───── Document excerpt ─────

While many music bands are created by design, others come together through serendipity. Airdrie’s acoustic country duo, Stark Sky, is one such group that formed through luck and timing.

Mark Ferguson and Stacey Fedigan both have Royal Conservatory backgrounds, but were on vastly different paths that were unlikely to cross.

Fedigan lives in Airdrie with her husband and two sons and has loved music since her childhood in Ontario. She took piano and vocal lessons and often performed solo as a classical musician. However, when she graduated university, she chose to pursue a career as an environmental engineer and later as a lawyer (currently in downtown Calgary).

“Music had always been a huge thing for me in high school. I used to play and sing, but was never in a band,” she says.

While visiting family in Ontario a few years ago, Fedigan recalls, there was a lot of singing and the suggestion was made that she should move back home and start a band with them.

“I couldn’t move, but it planted the seed that I should be in a band,” she says.

Ferguson, who lives in Calgary with his partner, began studying piano at five. He added guitar and drums in high school and played in several bands.

“Anything I could put my hands on, I played. Knowing theory from piano helped,” Ferguson says.

However, he says, he never actually wanted to be a musician, but his parents made him do it. He wanted to be an engineer.

“My dad talked me out of it in Grade 12,” Ferguson says. “He said, ‘Mark, I’ve never seen you do much engineering stuff, but you do a lot of music. Maybe you should be a musician.’”

Taking Dad’s advice, Ferguson obtained degrees in music and education at the University of Calgary and eventually became a music teacher at Airdrie Music Lessons, a private music school.

This is where serendipity enters into Stark Sky’s backstory.

Two years ago, Fedigan enrolled at Airdrie Music Lessons. “I knew, if I wanted to start a country band, I needed to play guitar,” she says.

Fedigan also took vocal lessons with Ferguson because she wanted to learn to sing harmony, something she had never done as a classical singer.

─────

What is asked:
- 1) Revise the passage of the Stark Sky article starting at "Taking Dad’s advice, Ferguson" and ending at "a classical singer.", putting "the private music school" wherever "Airdrie Music Lessons" appears.
- 2) Carry on the Stark Sky article from its final sentence.
The material that comes next is separate from the Stark Sky article.

───── Dataset content ─────

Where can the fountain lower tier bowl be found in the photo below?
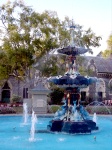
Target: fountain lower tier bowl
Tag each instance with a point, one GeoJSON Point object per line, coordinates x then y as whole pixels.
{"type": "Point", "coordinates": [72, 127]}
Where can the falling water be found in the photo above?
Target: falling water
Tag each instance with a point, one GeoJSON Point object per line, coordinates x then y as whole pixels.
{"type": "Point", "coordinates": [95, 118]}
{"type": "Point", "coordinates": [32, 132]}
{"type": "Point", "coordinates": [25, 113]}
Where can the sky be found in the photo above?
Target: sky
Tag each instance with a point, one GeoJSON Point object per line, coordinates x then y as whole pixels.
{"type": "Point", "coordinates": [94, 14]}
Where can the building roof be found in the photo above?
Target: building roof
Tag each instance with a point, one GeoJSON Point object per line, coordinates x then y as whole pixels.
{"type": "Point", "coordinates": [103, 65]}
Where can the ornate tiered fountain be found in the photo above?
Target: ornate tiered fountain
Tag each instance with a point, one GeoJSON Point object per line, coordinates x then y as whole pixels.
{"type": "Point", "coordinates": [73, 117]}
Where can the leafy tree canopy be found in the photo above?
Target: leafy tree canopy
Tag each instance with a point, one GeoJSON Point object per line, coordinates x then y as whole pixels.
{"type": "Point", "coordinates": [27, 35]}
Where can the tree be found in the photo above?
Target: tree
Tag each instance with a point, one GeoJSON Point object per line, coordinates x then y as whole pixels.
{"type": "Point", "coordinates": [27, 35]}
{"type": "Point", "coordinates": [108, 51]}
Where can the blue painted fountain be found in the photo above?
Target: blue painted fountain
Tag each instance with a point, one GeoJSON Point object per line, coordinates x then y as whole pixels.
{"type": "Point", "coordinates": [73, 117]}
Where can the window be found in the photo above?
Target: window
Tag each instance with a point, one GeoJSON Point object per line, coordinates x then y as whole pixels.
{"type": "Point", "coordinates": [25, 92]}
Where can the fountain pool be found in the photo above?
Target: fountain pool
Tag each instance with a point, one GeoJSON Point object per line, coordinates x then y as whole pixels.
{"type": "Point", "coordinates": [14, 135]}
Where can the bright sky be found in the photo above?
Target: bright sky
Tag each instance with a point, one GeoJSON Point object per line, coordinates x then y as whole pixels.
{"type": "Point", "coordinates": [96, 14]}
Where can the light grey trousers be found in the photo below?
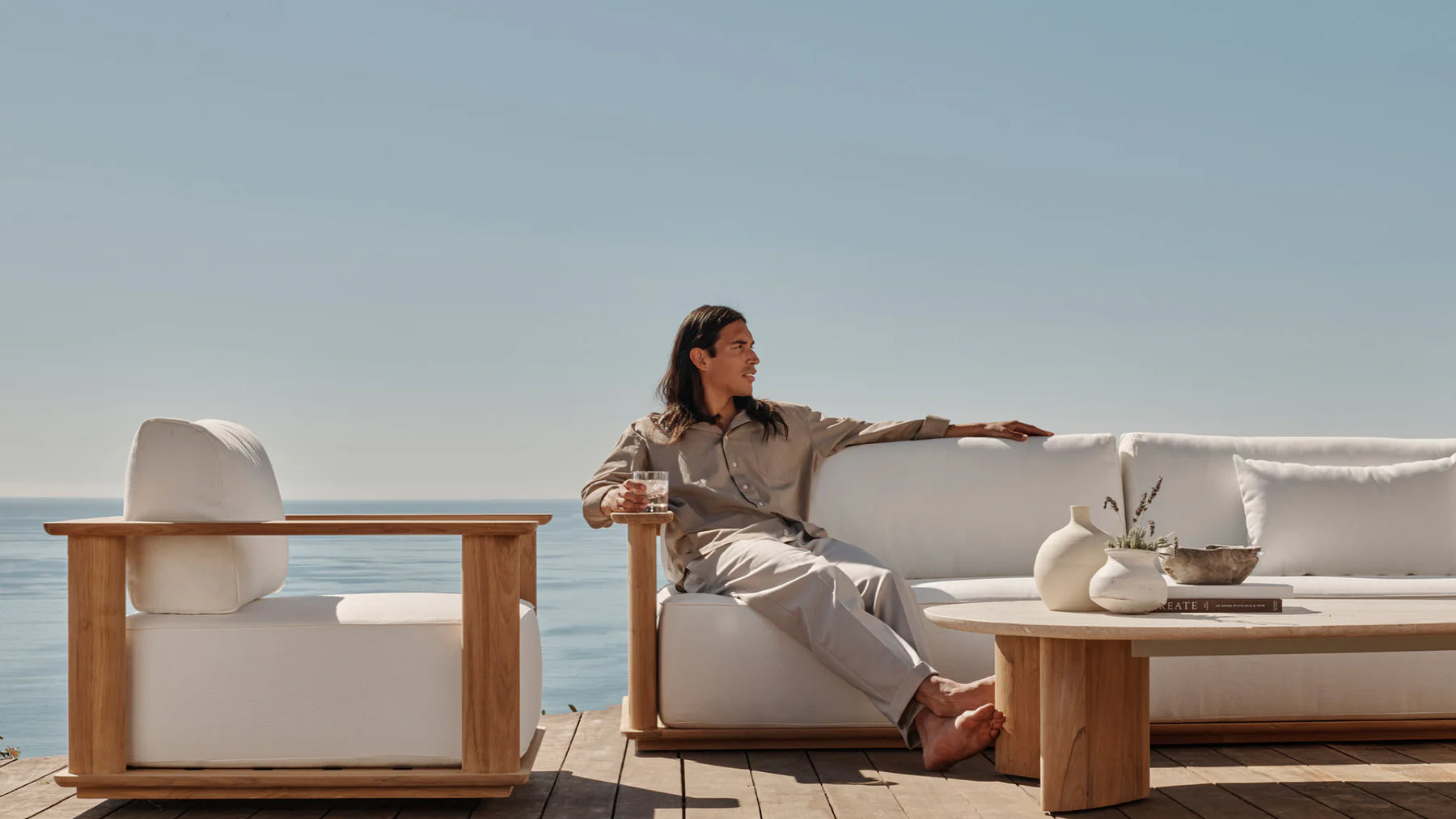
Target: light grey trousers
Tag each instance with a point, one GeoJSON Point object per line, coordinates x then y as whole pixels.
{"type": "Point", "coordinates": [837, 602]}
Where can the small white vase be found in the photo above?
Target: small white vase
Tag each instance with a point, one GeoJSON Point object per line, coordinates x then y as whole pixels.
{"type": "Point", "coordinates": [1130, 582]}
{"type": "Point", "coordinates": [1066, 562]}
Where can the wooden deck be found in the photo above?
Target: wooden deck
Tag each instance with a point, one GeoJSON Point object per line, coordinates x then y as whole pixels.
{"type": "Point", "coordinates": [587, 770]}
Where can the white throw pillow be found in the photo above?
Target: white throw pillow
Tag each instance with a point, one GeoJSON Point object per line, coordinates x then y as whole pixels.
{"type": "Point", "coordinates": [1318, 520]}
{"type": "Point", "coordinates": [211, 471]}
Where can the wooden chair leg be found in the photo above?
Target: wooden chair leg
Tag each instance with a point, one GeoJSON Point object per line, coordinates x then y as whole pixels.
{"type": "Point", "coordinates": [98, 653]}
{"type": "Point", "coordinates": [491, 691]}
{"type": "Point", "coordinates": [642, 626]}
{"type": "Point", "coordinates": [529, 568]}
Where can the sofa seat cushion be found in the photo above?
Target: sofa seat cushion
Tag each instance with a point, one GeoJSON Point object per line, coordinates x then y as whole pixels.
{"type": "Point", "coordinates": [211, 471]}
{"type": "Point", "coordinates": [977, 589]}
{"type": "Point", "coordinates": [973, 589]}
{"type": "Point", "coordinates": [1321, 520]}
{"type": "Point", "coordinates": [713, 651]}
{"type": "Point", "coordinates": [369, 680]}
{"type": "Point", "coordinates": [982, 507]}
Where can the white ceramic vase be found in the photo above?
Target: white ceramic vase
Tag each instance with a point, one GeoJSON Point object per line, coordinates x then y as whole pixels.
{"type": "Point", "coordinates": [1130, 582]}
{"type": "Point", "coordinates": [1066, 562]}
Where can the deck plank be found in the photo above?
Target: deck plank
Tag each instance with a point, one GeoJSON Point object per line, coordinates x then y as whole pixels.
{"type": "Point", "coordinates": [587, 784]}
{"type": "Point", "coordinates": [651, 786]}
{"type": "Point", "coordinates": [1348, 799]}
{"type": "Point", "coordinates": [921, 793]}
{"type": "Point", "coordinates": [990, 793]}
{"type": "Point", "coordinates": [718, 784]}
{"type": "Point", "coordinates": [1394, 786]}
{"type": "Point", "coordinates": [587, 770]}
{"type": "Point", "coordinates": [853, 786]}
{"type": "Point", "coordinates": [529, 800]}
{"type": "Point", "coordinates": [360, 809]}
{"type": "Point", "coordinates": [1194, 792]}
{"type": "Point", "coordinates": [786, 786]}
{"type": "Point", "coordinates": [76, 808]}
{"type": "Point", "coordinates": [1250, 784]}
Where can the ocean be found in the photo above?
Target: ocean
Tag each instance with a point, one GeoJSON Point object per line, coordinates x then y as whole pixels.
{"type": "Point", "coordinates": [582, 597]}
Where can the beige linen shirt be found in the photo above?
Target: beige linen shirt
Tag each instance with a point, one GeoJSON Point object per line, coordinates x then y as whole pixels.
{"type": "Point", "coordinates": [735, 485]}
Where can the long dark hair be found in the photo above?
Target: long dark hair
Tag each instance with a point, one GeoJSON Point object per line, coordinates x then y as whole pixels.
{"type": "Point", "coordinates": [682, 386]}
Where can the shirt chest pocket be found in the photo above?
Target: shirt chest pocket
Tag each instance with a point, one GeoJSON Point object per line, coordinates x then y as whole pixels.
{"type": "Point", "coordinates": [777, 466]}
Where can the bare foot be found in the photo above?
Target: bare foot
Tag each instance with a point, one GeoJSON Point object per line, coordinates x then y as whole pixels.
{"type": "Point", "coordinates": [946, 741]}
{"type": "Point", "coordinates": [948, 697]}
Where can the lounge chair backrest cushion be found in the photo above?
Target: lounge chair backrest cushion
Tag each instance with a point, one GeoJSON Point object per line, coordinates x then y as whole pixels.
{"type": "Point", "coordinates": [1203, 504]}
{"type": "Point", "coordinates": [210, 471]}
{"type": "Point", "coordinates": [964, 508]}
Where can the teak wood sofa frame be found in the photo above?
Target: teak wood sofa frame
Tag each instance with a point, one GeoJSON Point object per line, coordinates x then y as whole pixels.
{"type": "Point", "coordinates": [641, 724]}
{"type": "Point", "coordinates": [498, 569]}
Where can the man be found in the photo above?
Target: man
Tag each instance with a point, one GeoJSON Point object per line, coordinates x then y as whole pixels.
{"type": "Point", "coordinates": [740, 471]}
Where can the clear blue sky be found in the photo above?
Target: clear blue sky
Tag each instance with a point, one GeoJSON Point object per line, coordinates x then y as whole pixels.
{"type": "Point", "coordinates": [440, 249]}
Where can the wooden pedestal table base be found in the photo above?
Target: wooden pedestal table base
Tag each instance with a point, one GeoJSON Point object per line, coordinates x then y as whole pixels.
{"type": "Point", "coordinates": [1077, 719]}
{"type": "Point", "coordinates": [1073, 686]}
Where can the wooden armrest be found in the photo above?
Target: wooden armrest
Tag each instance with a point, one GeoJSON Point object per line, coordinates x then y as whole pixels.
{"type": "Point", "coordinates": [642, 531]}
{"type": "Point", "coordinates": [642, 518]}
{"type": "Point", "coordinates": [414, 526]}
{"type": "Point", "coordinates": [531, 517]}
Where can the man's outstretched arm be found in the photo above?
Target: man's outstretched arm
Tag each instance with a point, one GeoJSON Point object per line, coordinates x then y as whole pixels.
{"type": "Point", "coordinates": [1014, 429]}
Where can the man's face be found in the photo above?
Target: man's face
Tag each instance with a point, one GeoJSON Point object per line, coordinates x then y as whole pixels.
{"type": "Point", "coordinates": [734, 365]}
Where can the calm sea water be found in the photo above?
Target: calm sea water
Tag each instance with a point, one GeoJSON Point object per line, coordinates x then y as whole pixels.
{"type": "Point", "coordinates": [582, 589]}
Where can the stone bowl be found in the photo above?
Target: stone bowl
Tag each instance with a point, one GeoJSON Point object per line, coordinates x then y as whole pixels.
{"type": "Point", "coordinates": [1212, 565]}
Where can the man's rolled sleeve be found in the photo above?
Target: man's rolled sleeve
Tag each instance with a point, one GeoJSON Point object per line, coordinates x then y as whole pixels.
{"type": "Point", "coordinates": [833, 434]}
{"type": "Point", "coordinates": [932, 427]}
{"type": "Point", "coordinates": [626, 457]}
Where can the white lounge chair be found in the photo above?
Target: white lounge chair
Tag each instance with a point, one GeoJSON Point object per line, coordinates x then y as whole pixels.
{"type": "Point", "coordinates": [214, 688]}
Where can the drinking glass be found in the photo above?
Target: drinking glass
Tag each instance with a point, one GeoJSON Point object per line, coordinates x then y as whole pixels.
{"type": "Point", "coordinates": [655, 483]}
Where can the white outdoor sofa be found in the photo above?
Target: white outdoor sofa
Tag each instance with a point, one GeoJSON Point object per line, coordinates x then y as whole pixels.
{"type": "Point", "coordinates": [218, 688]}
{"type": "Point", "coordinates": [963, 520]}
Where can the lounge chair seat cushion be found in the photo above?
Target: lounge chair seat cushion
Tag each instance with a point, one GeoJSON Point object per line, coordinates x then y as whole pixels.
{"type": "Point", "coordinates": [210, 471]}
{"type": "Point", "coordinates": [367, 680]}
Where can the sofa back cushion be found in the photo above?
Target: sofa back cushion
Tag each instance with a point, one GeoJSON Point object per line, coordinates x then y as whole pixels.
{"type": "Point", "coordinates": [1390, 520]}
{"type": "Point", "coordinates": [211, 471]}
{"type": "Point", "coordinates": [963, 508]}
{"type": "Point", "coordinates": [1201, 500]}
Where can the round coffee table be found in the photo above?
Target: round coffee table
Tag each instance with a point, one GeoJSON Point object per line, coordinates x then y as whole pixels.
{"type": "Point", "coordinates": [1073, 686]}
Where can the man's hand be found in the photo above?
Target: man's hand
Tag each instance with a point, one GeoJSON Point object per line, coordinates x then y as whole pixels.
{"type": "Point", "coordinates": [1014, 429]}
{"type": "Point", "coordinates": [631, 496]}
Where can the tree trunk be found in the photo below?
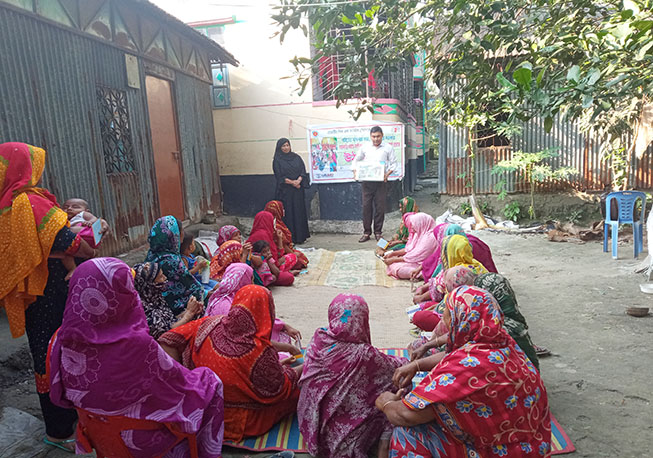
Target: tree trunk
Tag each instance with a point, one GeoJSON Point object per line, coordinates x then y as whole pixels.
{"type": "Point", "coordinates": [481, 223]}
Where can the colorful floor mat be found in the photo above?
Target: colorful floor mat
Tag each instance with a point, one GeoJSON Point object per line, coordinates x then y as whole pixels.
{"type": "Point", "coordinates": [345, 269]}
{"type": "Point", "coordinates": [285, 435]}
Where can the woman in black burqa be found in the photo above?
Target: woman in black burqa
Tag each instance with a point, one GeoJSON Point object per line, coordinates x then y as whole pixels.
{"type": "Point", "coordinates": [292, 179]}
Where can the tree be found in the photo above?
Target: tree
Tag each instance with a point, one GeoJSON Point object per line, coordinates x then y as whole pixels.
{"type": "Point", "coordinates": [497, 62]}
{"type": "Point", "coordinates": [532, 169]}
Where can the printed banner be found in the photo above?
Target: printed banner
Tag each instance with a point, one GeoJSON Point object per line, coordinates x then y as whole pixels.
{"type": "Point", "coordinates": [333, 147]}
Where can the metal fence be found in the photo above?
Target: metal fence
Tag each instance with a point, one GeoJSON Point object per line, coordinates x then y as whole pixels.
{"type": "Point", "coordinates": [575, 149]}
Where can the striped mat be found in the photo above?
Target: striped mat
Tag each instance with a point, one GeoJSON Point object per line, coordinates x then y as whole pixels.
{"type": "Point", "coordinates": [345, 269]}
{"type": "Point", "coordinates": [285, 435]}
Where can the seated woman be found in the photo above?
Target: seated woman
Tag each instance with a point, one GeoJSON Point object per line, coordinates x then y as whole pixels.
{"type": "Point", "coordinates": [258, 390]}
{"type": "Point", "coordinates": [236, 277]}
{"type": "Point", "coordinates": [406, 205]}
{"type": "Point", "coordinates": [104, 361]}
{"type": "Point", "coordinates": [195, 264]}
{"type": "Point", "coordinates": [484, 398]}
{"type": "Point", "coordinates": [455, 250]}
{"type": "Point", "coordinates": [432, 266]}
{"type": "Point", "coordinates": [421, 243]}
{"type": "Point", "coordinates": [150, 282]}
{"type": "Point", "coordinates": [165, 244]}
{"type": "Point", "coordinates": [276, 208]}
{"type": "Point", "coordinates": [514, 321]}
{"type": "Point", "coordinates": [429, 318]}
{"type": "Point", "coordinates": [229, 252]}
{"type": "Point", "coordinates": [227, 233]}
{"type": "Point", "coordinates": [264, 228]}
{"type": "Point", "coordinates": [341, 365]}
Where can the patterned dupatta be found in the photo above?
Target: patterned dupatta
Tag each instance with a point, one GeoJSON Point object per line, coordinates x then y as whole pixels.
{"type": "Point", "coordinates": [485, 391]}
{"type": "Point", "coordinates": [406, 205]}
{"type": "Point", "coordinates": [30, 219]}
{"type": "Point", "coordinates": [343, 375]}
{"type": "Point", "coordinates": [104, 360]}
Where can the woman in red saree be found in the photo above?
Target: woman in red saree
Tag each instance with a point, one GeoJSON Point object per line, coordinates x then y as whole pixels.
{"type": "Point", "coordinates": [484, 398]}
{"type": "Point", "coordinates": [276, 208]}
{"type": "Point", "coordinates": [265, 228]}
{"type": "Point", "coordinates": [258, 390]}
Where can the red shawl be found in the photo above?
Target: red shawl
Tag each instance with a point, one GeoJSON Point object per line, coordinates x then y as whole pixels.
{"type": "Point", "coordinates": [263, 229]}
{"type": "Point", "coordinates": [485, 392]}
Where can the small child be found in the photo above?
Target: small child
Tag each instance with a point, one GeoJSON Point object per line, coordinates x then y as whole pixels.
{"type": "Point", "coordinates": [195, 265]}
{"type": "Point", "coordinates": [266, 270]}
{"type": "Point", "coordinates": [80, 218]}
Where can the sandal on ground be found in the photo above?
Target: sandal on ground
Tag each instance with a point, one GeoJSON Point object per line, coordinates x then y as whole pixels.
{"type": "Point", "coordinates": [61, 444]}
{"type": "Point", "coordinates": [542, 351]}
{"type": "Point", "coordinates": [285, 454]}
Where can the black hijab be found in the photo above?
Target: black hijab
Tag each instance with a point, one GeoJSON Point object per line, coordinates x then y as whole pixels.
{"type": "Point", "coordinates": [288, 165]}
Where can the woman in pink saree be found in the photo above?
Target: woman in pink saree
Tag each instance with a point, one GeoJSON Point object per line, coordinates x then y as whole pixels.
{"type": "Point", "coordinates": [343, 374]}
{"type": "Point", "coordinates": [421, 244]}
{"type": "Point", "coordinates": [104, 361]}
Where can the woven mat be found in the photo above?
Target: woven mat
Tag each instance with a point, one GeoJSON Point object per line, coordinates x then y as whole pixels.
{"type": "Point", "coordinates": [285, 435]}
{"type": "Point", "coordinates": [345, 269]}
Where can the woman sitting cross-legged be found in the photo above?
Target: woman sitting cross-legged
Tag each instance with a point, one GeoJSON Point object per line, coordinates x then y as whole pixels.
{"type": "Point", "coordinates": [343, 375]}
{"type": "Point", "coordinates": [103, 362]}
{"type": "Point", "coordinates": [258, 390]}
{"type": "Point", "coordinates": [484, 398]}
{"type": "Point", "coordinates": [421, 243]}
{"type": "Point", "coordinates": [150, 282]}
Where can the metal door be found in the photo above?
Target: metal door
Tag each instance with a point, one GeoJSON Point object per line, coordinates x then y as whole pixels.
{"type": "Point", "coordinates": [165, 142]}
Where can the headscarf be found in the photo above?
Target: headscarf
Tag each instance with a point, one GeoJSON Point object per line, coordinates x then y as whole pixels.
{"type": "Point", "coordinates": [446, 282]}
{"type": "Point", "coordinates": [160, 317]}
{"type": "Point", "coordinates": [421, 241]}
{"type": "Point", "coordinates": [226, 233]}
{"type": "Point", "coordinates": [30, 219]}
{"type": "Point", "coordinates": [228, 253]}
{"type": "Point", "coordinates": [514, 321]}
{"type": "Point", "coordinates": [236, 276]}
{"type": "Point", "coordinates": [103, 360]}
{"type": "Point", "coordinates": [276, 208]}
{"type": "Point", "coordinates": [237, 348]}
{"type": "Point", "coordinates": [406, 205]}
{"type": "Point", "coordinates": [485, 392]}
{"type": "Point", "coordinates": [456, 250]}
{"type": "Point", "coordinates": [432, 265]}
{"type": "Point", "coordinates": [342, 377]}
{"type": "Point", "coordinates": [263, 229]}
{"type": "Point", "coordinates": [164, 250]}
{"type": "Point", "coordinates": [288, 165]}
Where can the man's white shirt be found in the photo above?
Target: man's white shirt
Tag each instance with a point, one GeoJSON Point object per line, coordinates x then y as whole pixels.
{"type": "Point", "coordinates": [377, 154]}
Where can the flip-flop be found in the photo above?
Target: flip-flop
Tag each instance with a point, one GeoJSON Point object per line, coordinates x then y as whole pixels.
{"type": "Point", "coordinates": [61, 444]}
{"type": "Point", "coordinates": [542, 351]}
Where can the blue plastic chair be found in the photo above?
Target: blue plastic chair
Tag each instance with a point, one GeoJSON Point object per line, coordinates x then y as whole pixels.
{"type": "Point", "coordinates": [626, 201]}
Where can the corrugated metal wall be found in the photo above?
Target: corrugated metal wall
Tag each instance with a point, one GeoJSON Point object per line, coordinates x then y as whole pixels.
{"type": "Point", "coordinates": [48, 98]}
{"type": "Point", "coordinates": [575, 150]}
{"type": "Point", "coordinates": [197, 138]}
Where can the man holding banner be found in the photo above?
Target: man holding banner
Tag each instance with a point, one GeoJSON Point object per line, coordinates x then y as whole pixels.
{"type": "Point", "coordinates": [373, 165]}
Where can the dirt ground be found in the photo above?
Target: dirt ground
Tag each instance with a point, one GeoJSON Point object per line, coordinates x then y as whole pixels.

─────

Answers:
- 1)
Taking Dad’s advice, Ferguson obtained degrees in music and education at the University of Calgary and eventually became a music teacher at the private music school, a private music school.

This is where serendipity enters into Stark Sky’s backstory.

Two years ago, Fedigan enrolled at the private music school. “I knew, if I wanted to start a country band, I needed to play guitar,” she says.

Fedigan also took vocal lessons with Ferguson because she wanted to learn to sing harmony, something she had never done as a classical singer.

- 2)
“I told Mark, ‘I need to learn how to play this guitar, and I need to learn how to sing harmony, and then I need to find a guy because I’m going to make a country band, and then I’m going to perform,’” she says.

Ferguson and Fedigan began practising songs together, and it wasn’t long before he realized, “Oh, that ‘guy’ is me.”

Having already been part of two bands, The Bandolier Brigade with his brother and best friend and The Galacticas, a group of friends from Calgary, performing with Fedigan seemed like a good opportunity for Ferguson.

“We started playing a couple of gigs before we even had a name,” he says. In July 2023, Stark Sky had their first official gig at Verns, a well-known bar in Calgary.

“It was scary for me,” Fedigan recalls. “I hadn’t performed like that, ever, but Mark has been doing this forever.”

Stark Sky is a mashup of the pair’s names and a nod to Alberta’s big skies. With influences from Alison Krauss to The Chicks, they cover country, folk and pop songs. Their smooth vocals and understated guitar work are easy to listen to. They’ve performed around Airdrie at venues like Atlas Brewing and Good Earth, as well as several Calgary locations, including this summer at the Windows on the West Stage at the Calgary Stampede.

The future of Stark Sky may be as serendipitous as its beginning.

“We’ll see where it takes us,” Ferguson says.

Fedigan agrees: “I’m having a lot of fun.”